■ PROBLEM STATEMENT:
Copy out the lines below, swapping every "point localization" for "dot placement" and changing nothing else, and omit the pictures.

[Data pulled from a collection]
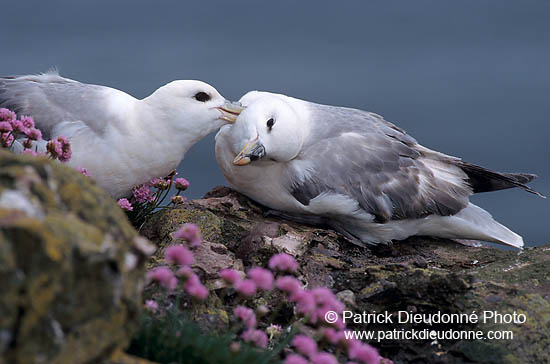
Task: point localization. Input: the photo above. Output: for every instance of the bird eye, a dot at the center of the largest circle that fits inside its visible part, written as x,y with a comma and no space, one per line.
270,123
202,96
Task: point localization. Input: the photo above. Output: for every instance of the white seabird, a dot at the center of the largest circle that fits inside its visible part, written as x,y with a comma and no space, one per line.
120,140
356,172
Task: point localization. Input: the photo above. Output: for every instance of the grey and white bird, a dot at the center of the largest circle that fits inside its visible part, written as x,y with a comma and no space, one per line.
120,140
355,171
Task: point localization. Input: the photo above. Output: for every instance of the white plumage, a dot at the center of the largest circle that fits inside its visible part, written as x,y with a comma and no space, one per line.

■ FINISHED TASK:
Task: dot placement. Input: the photo above. Output: for every instance of the bird eye, a dot at the center of the largest circle that fits inside its visible part, written as x,y with a comma and no space, one per line.
270,123
202,96
Task: dot placement. Input: the photo above. Output: for every instance of the white seabird, a dot at the center of the largest circle that fits inside its visible part, written as x,y with a comma and no space, one per line.
120,140
356,172
Task: dot placement. Input: the photo above. Output: for every instance of the grey and white bird, a dot at the center of the largest circle that fits inside its visible part, written as x,y with a comma and no space, one per line.
120,140
355,171
Task: dot placement. Input: the photo above. Output: for every instance of the white plumage, a dot at the center of the largest circle that fits inside its visible part, written as x,y with a comma and no space, one per line.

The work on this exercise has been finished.